Excerpts of pointing data
++++++

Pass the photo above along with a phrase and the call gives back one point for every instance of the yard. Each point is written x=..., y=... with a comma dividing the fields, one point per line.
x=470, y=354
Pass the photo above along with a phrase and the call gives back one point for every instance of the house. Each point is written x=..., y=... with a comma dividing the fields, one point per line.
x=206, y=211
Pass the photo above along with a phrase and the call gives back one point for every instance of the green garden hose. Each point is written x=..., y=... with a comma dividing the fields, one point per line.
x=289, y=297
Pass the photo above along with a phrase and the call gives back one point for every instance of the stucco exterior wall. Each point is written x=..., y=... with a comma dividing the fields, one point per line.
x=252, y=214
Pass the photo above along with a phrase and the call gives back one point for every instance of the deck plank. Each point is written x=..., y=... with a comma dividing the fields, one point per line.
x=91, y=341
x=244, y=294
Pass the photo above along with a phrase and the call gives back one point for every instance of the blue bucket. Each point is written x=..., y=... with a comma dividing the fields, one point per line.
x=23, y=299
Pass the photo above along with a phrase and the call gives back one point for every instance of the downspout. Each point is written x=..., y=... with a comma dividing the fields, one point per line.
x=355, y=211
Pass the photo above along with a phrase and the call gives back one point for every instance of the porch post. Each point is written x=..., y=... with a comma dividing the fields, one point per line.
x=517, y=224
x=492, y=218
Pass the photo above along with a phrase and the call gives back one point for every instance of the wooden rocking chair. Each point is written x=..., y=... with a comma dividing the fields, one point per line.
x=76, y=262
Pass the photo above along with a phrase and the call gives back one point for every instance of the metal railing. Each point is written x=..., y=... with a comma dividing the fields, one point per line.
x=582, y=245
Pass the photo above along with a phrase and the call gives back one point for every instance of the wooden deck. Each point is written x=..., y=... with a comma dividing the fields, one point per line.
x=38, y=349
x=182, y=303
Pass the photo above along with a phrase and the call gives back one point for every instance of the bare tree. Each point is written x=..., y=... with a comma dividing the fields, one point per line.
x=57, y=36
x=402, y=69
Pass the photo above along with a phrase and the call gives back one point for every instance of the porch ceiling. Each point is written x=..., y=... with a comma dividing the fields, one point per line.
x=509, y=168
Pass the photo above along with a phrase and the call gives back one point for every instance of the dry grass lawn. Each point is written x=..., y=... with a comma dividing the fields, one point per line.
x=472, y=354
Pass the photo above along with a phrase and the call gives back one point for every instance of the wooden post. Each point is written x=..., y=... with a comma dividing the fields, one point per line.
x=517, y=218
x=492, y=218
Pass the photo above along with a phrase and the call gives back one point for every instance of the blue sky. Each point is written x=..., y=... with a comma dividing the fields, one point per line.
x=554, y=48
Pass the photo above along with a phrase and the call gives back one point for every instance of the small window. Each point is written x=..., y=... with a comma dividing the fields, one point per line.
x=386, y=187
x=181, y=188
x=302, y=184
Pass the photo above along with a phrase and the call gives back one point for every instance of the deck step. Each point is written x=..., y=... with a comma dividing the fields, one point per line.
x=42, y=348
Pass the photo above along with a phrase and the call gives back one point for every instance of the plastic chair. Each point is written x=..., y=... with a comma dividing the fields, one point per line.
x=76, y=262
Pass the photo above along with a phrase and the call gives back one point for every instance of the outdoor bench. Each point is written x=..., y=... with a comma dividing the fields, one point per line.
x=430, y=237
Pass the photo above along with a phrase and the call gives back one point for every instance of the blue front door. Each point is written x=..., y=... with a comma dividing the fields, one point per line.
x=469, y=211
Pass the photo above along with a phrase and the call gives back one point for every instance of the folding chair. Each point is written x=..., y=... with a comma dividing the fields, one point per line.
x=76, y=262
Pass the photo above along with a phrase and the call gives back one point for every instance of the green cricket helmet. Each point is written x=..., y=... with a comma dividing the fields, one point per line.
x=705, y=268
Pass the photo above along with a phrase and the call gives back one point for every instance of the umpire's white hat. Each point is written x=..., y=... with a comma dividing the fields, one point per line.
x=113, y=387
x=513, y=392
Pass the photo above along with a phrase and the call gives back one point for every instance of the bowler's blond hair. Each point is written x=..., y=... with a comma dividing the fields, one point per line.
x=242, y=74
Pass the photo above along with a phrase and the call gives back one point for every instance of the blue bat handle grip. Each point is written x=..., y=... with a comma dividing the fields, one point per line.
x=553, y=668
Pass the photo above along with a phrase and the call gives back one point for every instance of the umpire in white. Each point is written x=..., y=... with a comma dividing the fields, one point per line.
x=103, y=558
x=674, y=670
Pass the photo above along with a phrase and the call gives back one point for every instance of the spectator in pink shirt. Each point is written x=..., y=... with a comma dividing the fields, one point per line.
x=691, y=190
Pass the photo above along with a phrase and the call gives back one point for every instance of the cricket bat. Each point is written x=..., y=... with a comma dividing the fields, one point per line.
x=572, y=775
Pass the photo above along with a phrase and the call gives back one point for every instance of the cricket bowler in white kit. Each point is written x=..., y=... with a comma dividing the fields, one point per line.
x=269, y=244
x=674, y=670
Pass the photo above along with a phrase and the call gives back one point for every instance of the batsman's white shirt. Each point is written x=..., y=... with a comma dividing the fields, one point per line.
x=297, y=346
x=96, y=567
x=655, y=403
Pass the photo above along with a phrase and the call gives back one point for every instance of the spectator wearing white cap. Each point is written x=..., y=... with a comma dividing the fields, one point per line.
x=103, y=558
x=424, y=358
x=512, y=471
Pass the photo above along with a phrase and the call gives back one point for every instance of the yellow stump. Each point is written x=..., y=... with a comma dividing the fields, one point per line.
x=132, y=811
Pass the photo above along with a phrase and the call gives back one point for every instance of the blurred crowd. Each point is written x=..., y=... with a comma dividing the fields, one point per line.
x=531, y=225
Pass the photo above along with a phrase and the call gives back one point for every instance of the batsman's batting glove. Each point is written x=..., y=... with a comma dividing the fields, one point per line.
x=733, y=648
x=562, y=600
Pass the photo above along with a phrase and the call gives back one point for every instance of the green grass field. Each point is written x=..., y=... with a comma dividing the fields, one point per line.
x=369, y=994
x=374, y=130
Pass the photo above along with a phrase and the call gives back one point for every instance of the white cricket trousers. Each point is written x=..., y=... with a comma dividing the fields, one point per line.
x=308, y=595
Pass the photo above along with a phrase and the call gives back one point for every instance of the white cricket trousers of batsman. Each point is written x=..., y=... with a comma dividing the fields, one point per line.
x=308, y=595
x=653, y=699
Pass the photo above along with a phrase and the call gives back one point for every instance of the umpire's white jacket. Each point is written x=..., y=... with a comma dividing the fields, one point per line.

++++++

Give every line of the listing above as a Markdown table with two columns, No. and Line. Number the rows in order and leave out any blank lines.

| No. | Line |
|---|---|
| 1 | Pass the photo above along with a phrase and the call gives back one point for every instance of the yard. Each point is written x=..., y=... with a comma dividing the fields, one point per line. |
| 2 | x=470, y=354 |
| 3 | Pass the photo above along with a phrase and the call gives back one point for every instance of the house. Each point is written x=..., y=... with a comma dividing the fields, one point per line. |
| 4 | x=206, y=211 |
| 5 | Pass the photo above along with a phrase and the call gives back one point for every instance of the green garden hose. Each point is written x=..., y=... with a comma dividing the fields, one point per line. |
| 6 | x=289, y=297 |
| 7 | Pass the photo above along with a phrase and the call gives back one point for every instance of the stucco exterior wall. Each point is written x=..., y=... with a comma dividing the fields, one point per line. |
| 8 | x=252, y=214 |
| 9 | Pass the photo above along with a phrase and the call gives back one point for every instance of the deck plank. Each point is written x=..., y=... with a comma dividing the fields, one point per line. |
| 10 | x=91, y=341 |
| 11 | x=244, y=294 |
| 12 | Pass the photo above along with a phrase and the call gives back one point for every instance of the blue bucket. Each point is written x=..., y=... with a comma dividing the fields, one point per line. |
| 13 | x=23, y=299 |
| 14 | Pass the photo above along with a phrase and the call gives back one point for every instance of the downspout. Each point is written x=..., y=... with a comma dividing the fields, one point per line. |
| 15 | x=355, y=211 |
| 16 | Pass the photo above along with a phrase and the call gives back one point for every instance of the porch post. Each point is written x=..., y=... with a comma dividing the fields, one point per line. |
| 17 | x=517, y=224 |
| 18 | x=492, y=218 |
| 19 | Pass the photo above along with a phrase and the call gives back one point for every instance of the wooden rocking chair. Each point is written x=..., y=... with a comma dividing the fields, one point per line. |
| 20 | x=76, y=262 |
| 21 | Pass the photo above along with a phrase and the call gives back one point for every instance of the metal railing. Each point is written x=..., y=... with a comma dividing the fields, one point per line. |
| 22 | x=582, y=245 |
| 23 | Pass the photo above along with a phrase and the call gives back one point for every instance of the wooden deck. Each point is written x=..., y=... with a comma dividing the fields, one point per line. |
| 24 | x=38, y=349 |
| 25 | x=182, y=303 |
| 26 | Pass the photo above along with a phrase and the call gives back one point for every instance of the bare tree. Each point is written x=..., y=... with a comma dividing the fields, one point per line. |
| 27 | x=57, y=36 |
| 28 | x=402, y=69 |
| 29 | Pass the photo above along with a phrase and the call gives back one point for every instance of the porch ceiling. Each point is written x=..., y=... with a comma dividing the fields, one point per line. |
| 30 | x=509, y=168 |
| 31 | Pass the photo above along with a phrase and the call gives back one point for every instance of the dry grass lawn. Each point is written x=..., y=... with a comma dividing the fields, one point per line. |
| 32 | x=472, y=354 |
| 33 | Pass the photo above along with a phrase and the call gives back one point for every instance of the wooden post. Each point is written x=..., y=... with a comma dividing the fields, one point per line. |
| 34 | x=517, y=218 |
| 35 | x=492, y=218 |
| 36 | Pass the photo above along with a phrase and the call gives back one point for every instance of the blue sky. Each point is written x=..., y=... with a comma dividing the fields, one point per line. |
| 37 | x=554, y=48 |
| 38 | Pass the photo above along with a phrase and the call gives back one point for every instance of the small window. Each point is written x=..., y=... with a comma dividing the fields, one point per line. |
| 39 | x=386, y=187 |
| 40 | x=181, y=188 |
| 41 | x=302, y=184 |
| 42 | Pass the photo above along with a phrase and the call gives back one point for every instance of the deck step. Each point is written x=..., y=... with a comma dividing the fields, one point per line. |
| 43 | x=42, y=348 |
| 44 | Pass the photo above along with a phrase and the call gives back one point for every instance of the plastic chair. Each point is written x=..., y=... with a comma dividing the fields, one point per line. |
| 45 | x=76, y=262 |
| 46 | Pass the photo above along with a phrase and the call gives back one point for every instance of the outdoor bench. Each point is written x=..., y=... with a comma dividing the fields, one point per line. |
| 47 | x=430, y=237 |
| 48 | Pass the photo above along with a phrase and the call gives back one point for every instance of the blue front door. Each point is written x=..., y=... with a comma dividing the fields, one point per line. |
| 49 | x=469, y=211 |
| 50 | Pass the photo above along with a phrase and the call gives back one point for every instance of the folding chair. Each point is written x=..., y=... with a comma dividing the fields, one point per line. |
| 51 | x=76, y=262 |
| 52 | Pass the photo above along with a phrase and the call gives back one point for every instance of the green cricket helmet. Each point is written x=..., y=... with a comma dividing the fields, one point per line. |
| 53 | x=705, y=268 |
| 54 | Pass the photo above along with a phrase and the call gives back one point for every instance of the umpire's white hat. Each point is written x=..., y=... with a comma dividing the fields, one point per line. |
| 55 | x=113, y=387 |
| 56 | x=513, y=392 |
| 57 | Pass the photo above along with a phrase and the call gives back one point for every instance of the bowler's blond hair. Each point is written x=..., y=... with a comma dividing the fields, one point per line. |
| 58 | x=242, y=74 |
| 59 | Pass the photo above along with a phrase and the call gives back one point for every instance of the blue bat handle grip. Each point is written x=..., y=... with a comma dividing the fields, one point per line. |
| 60 | x=553, y=668 |
| 61 | Pass the photo above along with a phrase and the call gives back one point for every instance of the umpire in white. Each point is written x=..., y=... with a comma dividing the fields, one point per line. |
| 62 | x=103, y=558 |
| 63 | x=674, y=670 |
| 64 | Pass the photo above along with a phrase and the call gives back one point for every instance of the spectator in pink shirt. Each point is written x=..., y=... with a comma dividing the fields, one point per line. |
| 65 | x=691, y=190 |
| 66 | Pass the photo above along with a phrase and the call gives back one point for every instance of the cricket bat. Each point is written x=..., y=... with a comma dividing the fields, one point per line. |
| 67 | x=572, y=775 |
| 68 | Pass the photo above along with a phrase and the call gives back one point for every instance of the cricket bowler in white kit. Each point is written x=..., y=... with a comma dividing the fields, one point per line. |
| 69 | x=269, y=244 |
| 70 | x=674, y=670 |
| 71 | Pass the photo above along with a phrase and the call gives back one point for every instance of the batsman's white shirt. Each point is written x=..., y=... with a comma dividing the fields, one point per line. |
| 72 | x=297, y=346 |
| 73 | x=96, y=567 |
| 74 | x=655, y=403 |
| 75 | Pass the photo above along with a phrase and the call gives back one point for every instance of the spectator wearing white cap. Each point is written x=..., y=... with a comma dividing the fields, one point per line. |
| 76 | x=103, y=558 |
| 77 | x=424, y=358 |
| 78 | x=512, y=471 |
| 79 | Pass the photo above along with a phrase and the call gives back one point for every instance of the yellow stump. Each point is written x=..., y=... with a comma dividing the fields, one point per line. |
| 80 | x=132, y=811 |
| 81 | Pass the photo above along with a phrase and the call gives back one point for every instance of the blurred crowd. Each point is written x=..., y=... with a comma dividing the fields, one point per line. |
| 82 | x=531, y=225 |
| 83 | Pass the photo above along with a phrase and the call gives back one point for every instance of the batsman's batting glove. Each point is written x=..., y=... with a comma dividing the fields, one point per line. |
| 84 | x=733, y=648 |
| 85 | x=562, y=600 |
| 86 | Pass the photo above along with a phrase and the call gives back one point for every instance of the green grass field. Each point is written x=..., y=... with a comma dividing the fields, one point per line. |
| 87 | x=369, y=994 |
| 88 | x=374, y=130 |
| 89 | Pass the photo above along with a phrase and the call gives back one point for every instance of the white cricket trousers. Each point is written x=..., y=... with a comma dividing the fields, one point per line. |
| 90 | x=308, y=595 |
| 91 | Pass the photo above along with a phrase and the call gives back one point for every instance of the white cricket trousers of batsman. Each point is written x=..., y=... with a comma dividing the fields, one point per line. |
| 92 | x=308, y=595 |
| 93 | x=653, y=699 |
| 94 | Pass the photo above along with a phrase and the call gives back one point for every instance of the umpire's white jacket. Each point is written x=..., y=... with a comma dividing the fields, one point per line. |